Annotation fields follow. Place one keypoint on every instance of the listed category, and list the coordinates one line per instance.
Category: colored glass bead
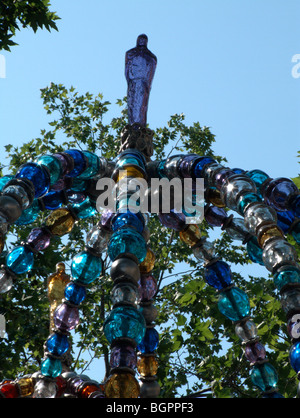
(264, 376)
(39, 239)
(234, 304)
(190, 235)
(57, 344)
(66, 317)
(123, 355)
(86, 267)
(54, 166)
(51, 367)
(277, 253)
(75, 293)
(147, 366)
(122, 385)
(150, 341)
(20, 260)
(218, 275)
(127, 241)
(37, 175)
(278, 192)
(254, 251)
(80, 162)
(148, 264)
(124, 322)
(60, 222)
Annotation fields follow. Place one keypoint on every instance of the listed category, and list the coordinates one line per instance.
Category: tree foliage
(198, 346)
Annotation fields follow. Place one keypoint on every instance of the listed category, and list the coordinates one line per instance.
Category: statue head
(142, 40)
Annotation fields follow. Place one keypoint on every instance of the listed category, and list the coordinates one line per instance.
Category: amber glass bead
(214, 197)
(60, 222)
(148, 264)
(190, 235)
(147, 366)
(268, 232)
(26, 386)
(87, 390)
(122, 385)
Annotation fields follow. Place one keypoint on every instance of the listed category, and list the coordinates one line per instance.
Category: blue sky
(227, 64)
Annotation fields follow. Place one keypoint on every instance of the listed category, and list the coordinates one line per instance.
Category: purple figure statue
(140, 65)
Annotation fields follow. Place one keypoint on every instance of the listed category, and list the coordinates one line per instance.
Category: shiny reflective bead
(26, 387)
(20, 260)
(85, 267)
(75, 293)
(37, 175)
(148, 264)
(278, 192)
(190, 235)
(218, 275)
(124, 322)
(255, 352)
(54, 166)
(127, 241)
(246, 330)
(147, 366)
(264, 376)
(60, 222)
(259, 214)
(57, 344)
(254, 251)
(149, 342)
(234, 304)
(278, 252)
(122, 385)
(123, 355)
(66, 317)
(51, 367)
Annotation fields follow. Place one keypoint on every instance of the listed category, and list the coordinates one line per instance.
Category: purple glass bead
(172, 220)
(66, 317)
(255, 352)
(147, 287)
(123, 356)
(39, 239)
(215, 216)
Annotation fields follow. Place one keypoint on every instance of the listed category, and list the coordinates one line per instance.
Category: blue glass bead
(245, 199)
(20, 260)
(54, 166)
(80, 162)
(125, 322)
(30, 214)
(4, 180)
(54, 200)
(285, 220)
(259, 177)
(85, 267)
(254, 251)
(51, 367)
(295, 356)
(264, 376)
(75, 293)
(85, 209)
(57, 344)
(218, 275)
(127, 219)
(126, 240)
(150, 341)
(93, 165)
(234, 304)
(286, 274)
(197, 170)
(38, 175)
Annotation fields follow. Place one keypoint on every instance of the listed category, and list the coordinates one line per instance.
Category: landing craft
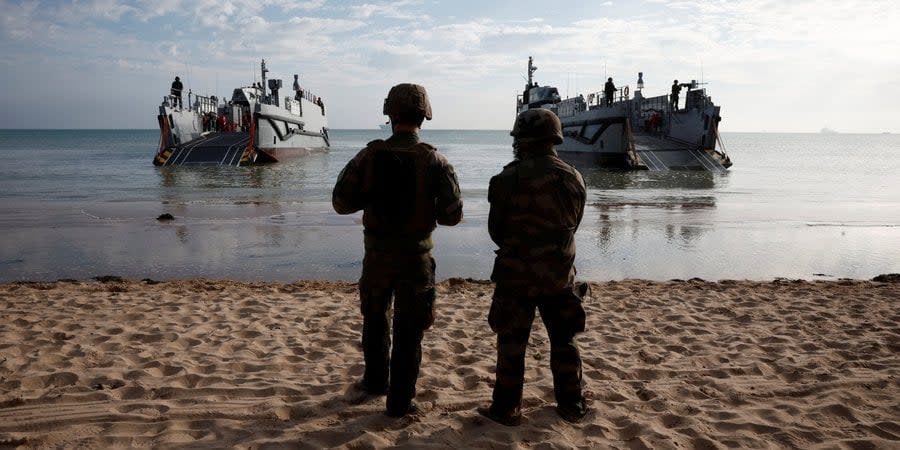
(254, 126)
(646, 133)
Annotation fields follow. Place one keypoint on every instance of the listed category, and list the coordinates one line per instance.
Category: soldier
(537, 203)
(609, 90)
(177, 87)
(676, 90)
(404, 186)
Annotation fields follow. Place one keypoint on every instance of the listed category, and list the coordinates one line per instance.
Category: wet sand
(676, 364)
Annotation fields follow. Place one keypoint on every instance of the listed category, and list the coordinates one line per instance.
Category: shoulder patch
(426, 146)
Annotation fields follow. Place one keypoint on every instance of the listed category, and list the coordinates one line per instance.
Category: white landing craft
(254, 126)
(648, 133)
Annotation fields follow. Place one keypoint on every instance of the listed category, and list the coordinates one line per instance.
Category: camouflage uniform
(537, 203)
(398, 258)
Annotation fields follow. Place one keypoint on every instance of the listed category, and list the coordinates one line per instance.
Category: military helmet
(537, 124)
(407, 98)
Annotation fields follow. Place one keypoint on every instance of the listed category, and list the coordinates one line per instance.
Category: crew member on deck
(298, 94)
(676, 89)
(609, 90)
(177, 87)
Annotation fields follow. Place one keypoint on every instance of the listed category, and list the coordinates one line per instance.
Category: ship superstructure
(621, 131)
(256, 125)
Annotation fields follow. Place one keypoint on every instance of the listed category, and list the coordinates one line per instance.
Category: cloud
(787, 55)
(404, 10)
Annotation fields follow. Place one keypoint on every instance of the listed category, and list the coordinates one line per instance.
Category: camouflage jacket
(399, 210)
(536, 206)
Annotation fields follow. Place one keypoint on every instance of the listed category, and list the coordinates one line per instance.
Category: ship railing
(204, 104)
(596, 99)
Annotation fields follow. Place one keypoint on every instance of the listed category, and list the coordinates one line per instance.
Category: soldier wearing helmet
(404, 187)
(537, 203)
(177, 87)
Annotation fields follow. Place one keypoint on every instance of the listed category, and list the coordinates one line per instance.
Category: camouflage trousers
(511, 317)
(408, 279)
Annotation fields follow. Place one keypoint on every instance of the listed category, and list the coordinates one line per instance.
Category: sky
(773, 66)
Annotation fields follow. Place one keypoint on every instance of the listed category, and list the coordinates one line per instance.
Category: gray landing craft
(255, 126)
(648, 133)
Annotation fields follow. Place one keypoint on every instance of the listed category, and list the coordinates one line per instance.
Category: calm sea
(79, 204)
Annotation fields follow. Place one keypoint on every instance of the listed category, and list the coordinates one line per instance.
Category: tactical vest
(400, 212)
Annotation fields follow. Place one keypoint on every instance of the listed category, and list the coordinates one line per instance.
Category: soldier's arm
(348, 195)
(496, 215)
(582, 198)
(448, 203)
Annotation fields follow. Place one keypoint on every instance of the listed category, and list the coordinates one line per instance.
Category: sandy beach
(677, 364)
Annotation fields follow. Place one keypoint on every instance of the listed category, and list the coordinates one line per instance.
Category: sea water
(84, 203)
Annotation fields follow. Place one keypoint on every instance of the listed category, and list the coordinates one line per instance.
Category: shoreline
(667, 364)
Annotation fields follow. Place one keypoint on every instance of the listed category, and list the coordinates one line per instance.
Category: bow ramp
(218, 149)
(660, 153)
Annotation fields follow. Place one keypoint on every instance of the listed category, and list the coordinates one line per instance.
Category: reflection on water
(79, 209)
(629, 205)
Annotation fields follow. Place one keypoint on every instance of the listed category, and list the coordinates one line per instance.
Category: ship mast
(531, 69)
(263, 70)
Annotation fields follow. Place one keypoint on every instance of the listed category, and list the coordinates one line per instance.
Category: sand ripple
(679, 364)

-=-=-=-=-

WHAT TO WORK ON: What is needed here is an exact transcript of the data above, pictures excluded.

ANSWER TO THIS TASK:
Annotation fields follow. Place one keypoint on every instance of the listed category, and list the coordinates one line per instance.
Category: colored glass bead
(264, 376)
(39, 239)
(234, 304)
(190, 235)
(57, 344)
(66, 317)
(123, 355)
(86, 267)
(54, 166)
(51, 367)
(277, 253)
(75, 293)
(147, 366)
(122, 385)
(150, 341)
(20, 260)
(218, 275)
(127, 241)
(37, 175)
(278, 192)
(254, 251)
(80, 162)
(148, 264)
(124, 322)
(60, 222)
Annotation fields follow. Place one keypoint on every instance of the listed category, and list the coordinates one line per instance.
Category: tree foliage
(198, 346)
Annotation fields follow. Place one keypoint on every instance of the listed category, and list the coordinates one line per instance.
Category: statue head
(142, 40)
Annotation fields follow. Place one keypoint on every instance of the listed category, and list the coordinates one line per instance.
Category: amber glass bead
(214, 197)
(60, 222)
(148, 264)
(190, 235)
(147, 366)
(268, 232)
(26, 386)
(87, 390)
(122, 385)
Annotation fields follow. Place one keypoint on every instance of the listed category, and list the coordinates one line per instance.
Category: blue sky
(227, 64)
Annotation fields follow. Place one keypoint on every instance of the listed category, and list the coordinates one line per instance.
Category: purple figure statue
(140, 65)
Annotation fields follow. Place one keypoint on every instance of the listed category, and list the coordinates one line per instance.
Category: shiny reflective bead
(26, 387)
(20, 260)
(85, 267)
(75, 293)
(37, 175)
(148, 264)
(278, 192)
(190, 235)
(218, 275)
(124, 322)
(255, 352)
(54, 166)
(127, 241)
(246, 330)
(147, 366)
(264, 376)
(60, 222)
(259, 214)
(57, 344)
(254, 251)
(149, 342)
(234, 304)
(278, 252)
(122, 385)
(123, 355)
(66, 317)
(51, 367)
Annotation fields follow. Place one keypoint on every instance of the listed category, and list the coordinates one line per instance.
Category: purple glass bead
(172, 220)
(66, 317)
(255, 352)
(147, 287)
(123, 356)
(39, 239)
(215, 216)
Annotation fields follow. Place one keypoint on every instance of the listed category, and list the coordinates one line per instance.
Category: blue glass bead
(245, 199)
(20, 260)
(54, 166)
(80, 162)
(125, 322)
(30, 214)
(4, 180)
(54, 200)
(285, 220)
(259, 177)
(85, 267)
(254, 251)
(51, 367)
(295, 356)
(264, 376)
(75, 293)
(85, 209)
(57, 344)
(218, 275)
(127, 219)
(126, 240)
(150, 341)
(93, 165)
(234, 304)
(286, 274)
(197, 170)
(38, 175)
Annotation fields follow. Place one keypoint on every instance of the listed category, and list the coordinates one line per instance.
Category: landing craft
(254, 126)
(646, 133)
Annotation fields follow. Place one keypoint on every instance of the listed category, and list the coordinates one line per instance.
Category: soldier
(537, 203)
(609, 90)
(177, 87)
(676, 90)
(404, 186)
Annotation fields follow. Place one keypoint on every instance of the listed category, and list the coordinates one line per instance.
Category: wet sand
(676, 364)
Annotation fields follow. Place one keypoint on every instance of the listed category, and list the coordinates one line per instance.
Category: shoulder patch
(426, 146)
Annotation fields follow. Place one keypoint on every instance of the listed category, and list the coordinates one line per instance.
Category: white landing craft
(254, 126)
(648, 133)
Annotation fields follow. Place one keypoint on every instance of the listed category, and list the coordinates one line per instance.
Category: camouflage uniform
(537, 203)
(398, 258)
Annotation fields follow. Place one keypoint on every instance of the listed category, and list the coordinates one line per instance.
Category: military helmet
(537, 124)
(407, 98)
Annotation fields follow. Place one keypoint on every instance of the listed category, and list the coordinates one line per instance.
Category: crew member on deck
(298, 94)
(676, 89)
(609, 90)
(177, 87)
Annotation fields follow. Place one keypoint on every instance of the listed category, and list the coordinates one line per instance.
Category: ship superstructure
(621, 131)
(256, 125)
Annotation fields follow. Place one keypoint on every instance of the listed category, and list the coordinates one line per instance.
Category: cloud
(787, 55)
(404, 10)
Annotation fields follow. Place one keypoint on every instance of the listed category, and list the coordinates one line per instance.
Category: camouflage jacket
(399, 210)
(536, 206)
Annotation fields follow. Place one keypoint on every instance of the listed category, and list the coordinates one line per instance.
Category: ship railing
(204, 104)
(596, 99)
Annotation fields follow. Place one keypoint on every instance of the listed category, and list the coordinates one line per instance.
Category: soldier wearing helmet
(404, 187)
(537, 203)
(177, 87)
Annotation fields follow. Place one keypoint on every instance of the listed category, and list the coordinates one line per instance.
Category: camouflage trousers
(511, 317)
(408, 279)
Annotation fields follow. Place one keypoint on every instance of the listed category, and list the coordinates one line per instance.
Category: sky
(773, 66)
Annotation fields follow. Place one keypoint on every instance of the listed category, and list the coordinates one line per instance.
Category: gray landing craft
(255, 126)
(648, 133)
Annotation fields follow. Place one keypoint on every instance of the listed category, and list the coordinates one line per instance.
Category: calm sea
(79, 204)
Annotation fields follow. Place one keypoint on every instance of the listed category, and list the coordinates one line per instance.
Category: tactical vest
(400, 212)
Annotation fields follow. Place one keypoint on every instance of the listed category, and list the coordinates one line per instance.
Category: soldier's arm
(348, 195)
(496, 215)
(582, 198)
(448, 203)
Annotation fields follow. Place one keypoint on every instance of the listed category, and list the coordinates one line per instance.
Category: sandy beach
(677, 364)
Annotation fields follow. Place one keypoint on every instance of the listed category, and list the coordinates one line per instance.
Category: sea water
(84, 203)
Annotation fields follow. Place one keypoint on every instance of the listed category, and list the coordinates one line per instance.
Category: shoreline
(667, 364)
Annotation fields follow. Place one keypoint on every instance of the listed category, and list the coordinates one line per instance.
Category: bow ramp
(218, 149)
(660, 153)
Annotation fields follow. Place one keypoint on every instance of the listed category, and list the coordinates one line per instance.
Category: reflection on water
(79, 209)
(629, 205)
Annotation fields follow. Place one keypoint on every instance of the listed category, and list the coordinates one line per instance.
Category: ship mast
(531, 69)
(263, 70)
Annotation fields follow. Place one keypoint on every instance of the listed category, and list the coordinates one line per instance.
Category: sand ripple
(679, 364)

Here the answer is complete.